→ **YOUR INSTRUCTIONS**
What is needed is an exact copy of every record.

→ **INPUT DATA**
== == ==

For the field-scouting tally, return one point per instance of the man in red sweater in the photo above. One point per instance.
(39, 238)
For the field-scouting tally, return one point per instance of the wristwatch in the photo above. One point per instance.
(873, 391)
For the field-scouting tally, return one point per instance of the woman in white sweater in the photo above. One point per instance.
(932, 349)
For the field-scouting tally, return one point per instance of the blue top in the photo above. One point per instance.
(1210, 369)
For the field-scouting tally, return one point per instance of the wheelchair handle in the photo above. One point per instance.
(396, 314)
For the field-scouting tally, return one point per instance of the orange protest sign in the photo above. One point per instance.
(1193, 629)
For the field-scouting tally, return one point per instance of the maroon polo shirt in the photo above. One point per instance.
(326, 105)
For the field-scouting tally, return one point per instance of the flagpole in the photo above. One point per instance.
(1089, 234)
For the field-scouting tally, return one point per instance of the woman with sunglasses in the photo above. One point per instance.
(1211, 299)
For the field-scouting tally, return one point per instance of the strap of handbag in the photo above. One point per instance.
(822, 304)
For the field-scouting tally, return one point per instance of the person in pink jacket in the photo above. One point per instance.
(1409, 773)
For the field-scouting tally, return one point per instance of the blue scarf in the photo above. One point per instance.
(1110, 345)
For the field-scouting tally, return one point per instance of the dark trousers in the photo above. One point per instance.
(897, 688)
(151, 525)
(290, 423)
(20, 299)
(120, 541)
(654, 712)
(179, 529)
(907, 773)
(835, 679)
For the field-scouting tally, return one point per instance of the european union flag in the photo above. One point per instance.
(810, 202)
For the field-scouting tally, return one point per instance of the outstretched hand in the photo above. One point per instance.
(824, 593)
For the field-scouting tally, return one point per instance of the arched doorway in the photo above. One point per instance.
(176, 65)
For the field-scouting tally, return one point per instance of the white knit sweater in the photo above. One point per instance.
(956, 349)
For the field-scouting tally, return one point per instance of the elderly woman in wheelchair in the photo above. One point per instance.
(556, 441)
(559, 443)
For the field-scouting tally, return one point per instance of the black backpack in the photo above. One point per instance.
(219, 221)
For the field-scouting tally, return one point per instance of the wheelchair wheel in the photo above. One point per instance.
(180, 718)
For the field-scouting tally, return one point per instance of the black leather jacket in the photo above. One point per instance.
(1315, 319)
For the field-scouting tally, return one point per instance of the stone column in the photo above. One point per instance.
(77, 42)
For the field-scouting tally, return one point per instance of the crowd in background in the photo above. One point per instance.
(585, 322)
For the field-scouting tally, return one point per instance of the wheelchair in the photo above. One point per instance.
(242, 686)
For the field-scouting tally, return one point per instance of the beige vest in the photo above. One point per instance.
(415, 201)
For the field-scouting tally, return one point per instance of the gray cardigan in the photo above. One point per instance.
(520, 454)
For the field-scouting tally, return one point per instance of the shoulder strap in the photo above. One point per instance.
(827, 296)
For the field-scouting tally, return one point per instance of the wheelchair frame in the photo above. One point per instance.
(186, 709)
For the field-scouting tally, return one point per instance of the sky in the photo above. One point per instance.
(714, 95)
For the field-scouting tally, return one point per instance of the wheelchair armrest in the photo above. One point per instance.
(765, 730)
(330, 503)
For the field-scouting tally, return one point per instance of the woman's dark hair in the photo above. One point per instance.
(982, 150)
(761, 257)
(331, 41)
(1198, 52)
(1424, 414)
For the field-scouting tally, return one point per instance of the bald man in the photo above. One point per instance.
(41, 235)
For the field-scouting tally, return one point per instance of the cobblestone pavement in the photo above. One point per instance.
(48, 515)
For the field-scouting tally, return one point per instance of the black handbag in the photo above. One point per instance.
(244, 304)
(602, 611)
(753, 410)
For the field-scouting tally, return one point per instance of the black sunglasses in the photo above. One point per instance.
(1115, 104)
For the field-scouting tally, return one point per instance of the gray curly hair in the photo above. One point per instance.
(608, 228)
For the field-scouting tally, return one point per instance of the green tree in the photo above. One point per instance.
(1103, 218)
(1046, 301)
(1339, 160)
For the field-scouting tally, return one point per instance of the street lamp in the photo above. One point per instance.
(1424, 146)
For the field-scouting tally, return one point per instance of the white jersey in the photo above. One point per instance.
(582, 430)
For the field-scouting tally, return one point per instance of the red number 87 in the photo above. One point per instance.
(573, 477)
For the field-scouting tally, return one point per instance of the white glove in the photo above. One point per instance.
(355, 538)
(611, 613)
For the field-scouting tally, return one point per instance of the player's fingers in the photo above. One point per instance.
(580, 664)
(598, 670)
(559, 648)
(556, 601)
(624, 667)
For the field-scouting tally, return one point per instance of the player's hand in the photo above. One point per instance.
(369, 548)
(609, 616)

== == ==

→ **RESPONSE AREA**
For the field-scouting tally, return one point per instance of the man in red sweater in the photo above. One point per instance.
(39, 238)
For the field-scouting tally, return one point per instance of the wristwatch in the photo above. One point per instance.
(873, 391)
For the field-scouting tally, return one point per instance of the woman in white sweater in the photo above. One point per instance.
(932, 349)
For the field-scouting tally, return one point per instance of the blue top in the photo above. One point per instance.
(1210, 369)
For the field-scouting tally, return one point per instance of the wheelchair handle in the photo above. One point per instance.
(396, 314)
For the field-scouting tally, return one point per instance of the orange protest sign in the photo above. One point per instance.
(1193, 629)
For the field-scouting tally, return one point per instance of the maroon polo shirt in the photo above. One point per instance.
(326, 105)
For the field-scouting tally, return one point per instance of the flagpole in the photo above. One point per instance.
(1089, 234)
For the field-scouting tally, return one point per instance of the woman with sunglasses in the photo above. One point per instance.
(1211, 299)
For the field-scouting tally, return one point per instance of the strap of handbag in the photo above. One point per instance.
(822, 304)
For the field-scouting tally, return one point per instance of the person in pink jacket in the photo above. One point per instance.
(1409, 773)
For the field-scouting tally, return one point per instance of the blue scarf in the photo above. One point per instance.
(1110, 345)
For the field-scouting tally, return one point per instance of the dark trousers in the photo above. One point per instance.
(897, 688)
(151, 525)
(290, 423)
(20, 299)
(120, 541)
(654, 712)
(179, 529)
(907, 773)
(835, 679)
For the field-scouting tally, return one point per instance of the european union flag in the photo above. One point per instance.
(810, 202)
For the field-scouting tally, return one point per instance of the outstretched hand in the photo above. One point per instance.
(824, 593)
For the field-scouting tally, return one point per instance of the arched doorway in the photo above. One point per instance.
(176, 65)
For the field-scouting tally, return one point per instance of the white knit sweater in the photo above. One point per instance.
(956, 349)
For the field-scouting tally, return one point per instance of the elderly woman in wheelchair in the photo above. One point per instance.
(556, 441)
(559, 443)
For the field-scouting tally, return one point per instance of the black backpack in the photo above. One point per instance.
(219, 221)
For the field-scouting tally, return one point per instance of the wheelchair wheel in the photo above. One point per instance.
(180, 718)
For the field-scouting tally, return one point per instance of the black leather jacket in the photo above. One point per instance.
(1315, 319)
For the field-scouting tally, return one point per instance of the stone column in the photo above. One point per instance.
(77, 42)
For the field-scouting tally, return one point per instance of the crowd in background in the photo above. One point per instance.
(585, 322)
For the field-scouting tally, return one point per instance of the wheelchair in the photo above. One point per instance.
(242, 686)
For the field-scouting tally, return one point per instance of the beige vest in the photo above. One point per instance.
(415, 201)
For the field-scouting tally, return one point per instance of the gray cardigan in the photo above. One point per instance.
(520, 454)
For the field-scouting tally, return one point per instance of the shoulder strap in the photo above. One point per instance.
(827, 296)
For the field-scouting tally, return one point per instance of the wheelchair frame in the photo above. One point per instance.
(186, 709)
For the field-scouting tally, return one point per instance of the sky in the photo above. One point per instance.
(714, 95)
For the field-scouting tally, return one point per instance of the wheelchair armrest in the photo above. One point per instance.
(765, 730)
(330, 503)
For the field-scouting tally, return one point per instance of the woman's dark hair in the photo above. One point per instance.
(982, 150)
(761, 257)
(331, 41)
(1198, 52)
(1424, 414)
For the field-scouting tally, return one point per instance of the bald man in the photo above. One point per instance.
(41, 235)
For the field-scouting tally, return one point per instance of the cobblestone pavement in the photo above. One point per instance.
(48, 515)
For the field-scouting tally, return one point per instance of the black handbag in the photo above. One point per instance.
(244, 304)
(602, 611)
(753, 410)
For the field-scouting tally, return one point per instance of the black sunglasses in the photo above. One point per instance.
(1115, 104)
For the field-scouting tally, return one point per instance of the gray curly hair in the photo above. One point per instance.
(608, 228)
For the field-scouting tally, return one point per instance of the green tree in the photo above. One point per instance.
(1103, 218)
(1046, 301)
(1339, 160)
For the field-scouting tally, return one point per instance of the street lamp in the photo above. One point per instance.
(1424, 146)
For the field-scouting tally, return one point per instance of the white jersey in the photo above. One point per instance.
(582, 430)
For the field-scouting tally, return one point per instance of the red number 87 in the photo above. One point per instance.
(573, 477)
For the field-scouting tally, return one point per instance of the white glove in the photo above. One point per instance.
(355, 538)
(611, 613)
For the field-scouting tally, return one point per instance of the player's fingers in the photo above. One point per instance.
(580, 664)
(598, 670)
(559, 648)
(556, 601)
(624, 667)
For the field-scouting tally, return one point per instance of the player's hand in the photo above. One point per instance.
(369, 548)
(609, 616)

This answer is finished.